> **EXERCISE DETAILS**: Your answer should consist of the line holding "Expected output: one point per instance of the dog's paw, every" and all lines after it to the end of the material, copied exactly.

> **STORED DATA**:
◇ ◇ ◇ ◇

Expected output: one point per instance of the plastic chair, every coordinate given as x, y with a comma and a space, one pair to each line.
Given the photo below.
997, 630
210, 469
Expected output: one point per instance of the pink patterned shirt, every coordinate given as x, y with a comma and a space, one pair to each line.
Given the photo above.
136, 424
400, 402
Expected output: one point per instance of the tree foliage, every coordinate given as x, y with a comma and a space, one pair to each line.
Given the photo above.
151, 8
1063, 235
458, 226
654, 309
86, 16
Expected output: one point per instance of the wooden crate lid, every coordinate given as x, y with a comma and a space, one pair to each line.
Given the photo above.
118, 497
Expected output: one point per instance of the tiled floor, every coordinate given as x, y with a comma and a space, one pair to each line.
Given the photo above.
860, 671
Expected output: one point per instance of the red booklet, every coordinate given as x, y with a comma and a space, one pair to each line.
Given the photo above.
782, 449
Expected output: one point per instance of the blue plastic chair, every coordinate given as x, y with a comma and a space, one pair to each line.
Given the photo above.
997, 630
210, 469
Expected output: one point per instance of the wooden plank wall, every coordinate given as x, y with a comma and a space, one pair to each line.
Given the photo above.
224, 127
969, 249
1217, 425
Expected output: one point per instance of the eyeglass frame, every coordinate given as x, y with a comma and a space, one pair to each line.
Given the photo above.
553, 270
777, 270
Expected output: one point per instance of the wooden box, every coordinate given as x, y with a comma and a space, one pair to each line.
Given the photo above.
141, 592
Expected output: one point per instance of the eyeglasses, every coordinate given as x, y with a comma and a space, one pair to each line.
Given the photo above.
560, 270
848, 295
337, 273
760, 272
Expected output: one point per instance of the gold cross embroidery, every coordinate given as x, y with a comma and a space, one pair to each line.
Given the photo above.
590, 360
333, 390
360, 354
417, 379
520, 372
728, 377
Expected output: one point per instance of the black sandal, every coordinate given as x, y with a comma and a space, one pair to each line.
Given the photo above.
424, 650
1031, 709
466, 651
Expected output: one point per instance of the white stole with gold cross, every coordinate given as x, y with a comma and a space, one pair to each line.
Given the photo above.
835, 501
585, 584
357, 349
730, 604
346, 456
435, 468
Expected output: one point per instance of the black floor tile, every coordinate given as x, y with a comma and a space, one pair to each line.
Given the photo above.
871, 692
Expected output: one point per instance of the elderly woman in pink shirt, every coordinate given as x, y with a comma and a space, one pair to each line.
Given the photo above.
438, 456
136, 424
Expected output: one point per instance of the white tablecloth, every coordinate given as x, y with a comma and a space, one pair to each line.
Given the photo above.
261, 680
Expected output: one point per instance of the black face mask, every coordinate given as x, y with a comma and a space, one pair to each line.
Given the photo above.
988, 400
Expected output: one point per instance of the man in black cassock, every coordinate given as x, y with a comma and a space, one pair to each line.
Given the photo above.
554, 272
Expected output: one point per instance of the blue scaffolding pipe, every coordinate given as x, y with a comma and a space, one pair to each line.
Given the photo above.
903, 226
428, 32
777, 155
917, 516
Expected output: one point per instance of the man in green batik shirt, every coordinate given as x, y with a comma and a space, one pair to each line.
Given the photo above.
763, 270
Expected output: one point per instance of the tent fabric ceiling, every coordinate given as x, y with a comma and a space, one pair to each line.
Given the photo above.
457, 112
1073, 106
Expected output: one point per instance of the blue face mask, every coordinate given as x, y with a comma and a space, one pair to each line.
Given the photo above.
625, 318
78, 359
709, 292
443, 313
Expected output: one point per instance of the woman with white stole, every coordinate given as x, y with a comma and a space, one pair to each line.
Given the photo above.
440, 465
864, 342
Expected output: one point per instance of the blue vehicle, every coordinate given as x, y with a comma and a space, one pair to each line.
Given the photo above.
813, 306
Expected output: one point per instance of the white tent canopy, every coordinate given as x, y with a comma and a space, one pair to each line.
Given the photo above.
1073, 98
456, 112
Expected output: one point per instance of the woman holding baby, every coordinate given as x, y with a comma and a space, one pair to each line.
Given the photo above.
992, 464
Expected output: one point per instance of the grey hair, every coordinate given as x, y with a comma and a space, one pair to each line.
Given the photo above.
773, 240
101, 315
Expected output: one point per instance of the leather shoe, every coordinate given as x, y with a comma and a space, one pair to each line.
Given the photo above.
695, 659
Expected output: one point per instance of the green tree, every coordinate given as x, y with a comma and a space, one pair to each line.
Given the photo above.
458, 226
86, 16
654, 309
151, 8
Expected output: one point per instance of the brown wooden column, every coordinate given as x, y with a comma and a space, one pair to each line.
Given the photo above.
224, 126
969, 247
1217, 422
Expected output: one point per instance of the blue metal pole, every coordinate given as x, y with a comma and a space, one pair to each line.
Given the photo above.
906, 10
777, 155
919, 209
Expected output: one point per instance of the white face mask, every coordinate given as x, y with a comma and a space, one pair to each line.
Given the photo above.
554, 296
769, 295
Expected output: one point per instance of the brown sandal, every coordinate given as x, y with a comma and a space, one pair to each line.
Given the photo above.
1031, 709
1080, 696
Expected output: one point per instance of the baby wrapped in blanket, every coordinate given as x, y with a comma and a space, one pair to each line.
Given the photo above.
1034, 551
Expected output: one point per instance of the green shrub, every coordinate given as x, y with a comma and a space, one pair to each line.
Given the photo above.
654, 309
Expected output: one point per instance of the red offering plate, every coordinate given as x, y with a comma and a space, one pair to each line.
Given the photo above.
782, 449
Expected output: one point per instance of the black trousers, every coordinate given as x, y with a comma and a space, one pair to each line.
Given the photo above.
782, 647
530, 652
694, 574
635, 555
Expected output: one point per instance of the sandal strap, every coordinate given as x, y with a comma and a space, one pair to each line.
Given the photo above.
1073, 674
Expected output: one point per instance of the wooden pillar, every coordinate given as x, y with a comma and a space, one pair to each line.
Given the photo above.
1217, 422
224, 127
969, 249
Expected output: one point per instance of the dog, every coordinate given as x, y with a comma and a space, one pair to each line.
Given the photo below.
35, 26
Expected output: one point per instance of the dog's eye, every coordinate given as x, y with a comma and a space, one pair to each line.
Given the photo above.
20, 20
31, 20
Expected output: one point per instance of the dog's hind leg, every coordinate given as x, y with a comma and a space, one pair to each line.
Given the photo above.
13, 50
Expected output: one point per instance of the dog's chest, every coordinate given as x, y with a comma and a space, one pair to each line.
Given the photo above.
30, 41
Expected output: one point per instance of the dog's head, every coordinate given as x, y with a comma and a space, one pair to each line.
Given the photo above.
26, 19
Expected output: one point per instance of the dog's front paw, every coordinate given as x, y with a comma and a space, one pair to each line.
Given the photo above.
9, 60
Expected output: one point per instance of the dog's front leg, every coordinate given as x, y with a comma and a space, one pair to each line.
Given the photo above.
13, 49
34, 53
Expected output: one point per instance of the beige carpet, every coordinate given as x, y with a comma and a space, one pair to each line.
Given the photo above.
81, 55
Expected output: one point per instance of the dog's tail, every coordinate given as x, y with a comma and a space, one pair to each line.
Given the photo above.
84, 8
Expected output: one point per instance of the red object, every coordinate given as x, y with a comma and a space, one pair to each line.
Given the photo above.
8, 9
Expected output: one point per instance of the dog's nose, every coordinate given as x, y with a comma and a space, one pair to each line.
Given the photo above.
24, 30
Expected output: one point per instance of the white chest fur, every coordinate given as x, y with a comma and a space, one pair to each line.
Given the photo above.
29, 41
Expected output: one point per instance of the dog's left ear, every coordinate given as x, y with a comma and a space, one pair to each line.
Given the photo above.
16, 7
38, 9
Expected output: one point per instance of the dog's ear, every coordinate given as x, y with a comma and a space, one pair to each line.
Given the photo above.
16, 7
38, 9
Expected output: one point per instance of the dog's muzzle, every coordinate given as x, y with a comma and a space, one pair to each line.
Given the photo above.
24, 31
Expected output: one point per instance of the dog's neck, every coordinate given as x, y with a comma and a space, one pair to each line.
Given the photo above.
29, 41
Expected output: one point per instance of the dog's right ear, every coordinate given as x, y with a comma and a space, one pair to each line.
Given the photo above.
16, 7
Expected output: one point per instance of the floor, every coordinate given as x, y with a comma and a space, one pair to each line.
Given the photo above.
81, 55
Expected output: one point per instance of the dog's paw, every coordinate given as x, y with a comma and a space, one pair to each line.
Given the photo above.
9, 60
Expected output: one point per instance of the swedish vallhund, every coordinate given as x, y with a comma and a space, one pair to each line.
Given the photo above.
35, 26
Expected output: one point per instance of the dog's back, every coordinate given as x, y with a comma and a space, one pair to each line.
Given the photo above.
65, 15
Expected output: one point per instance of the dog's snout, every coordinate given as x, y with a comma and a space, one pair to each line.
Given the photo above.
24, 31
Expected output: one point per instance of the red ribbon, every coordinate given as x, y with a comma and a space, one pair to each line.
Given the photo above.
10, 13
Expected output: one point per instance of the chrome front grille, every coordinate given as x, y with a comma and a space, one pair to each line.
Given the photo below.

◇ ◇ ◇ ◇

> **ANSWER TO THIS TASK**:
Expected output: one point per instance of the dog's paw, every coordinate given as x, y with a comma and a space, one pair to each line.
Given the photo above.
9, 60
Expected output: one point per instance of the swedish vallhund, every coordinate given as x, y with a comma and a space, one pair to each line.
Given the photo above.
35, 26
Expected output: one point per instance of the dog's back, every coordinate given as x, y with a comma and a space, one pair to each line.
Given the photo above.
65, 15
Expected output: one point per instance of the dog's snout, every coordinate given as x, y with a comma and a space, one pair to each line.
Given the photo above.
24, 31
Expected output: one point per instance of the red ribbon, every coordinate given as x, y with a comma and a space, one pair to each line.
Given the photo above.
10, 13
Expected output: one point per instance of the chrome front grille, every coordinate given as x, y with a comma and a space, one pair to each line.
Given the photo below.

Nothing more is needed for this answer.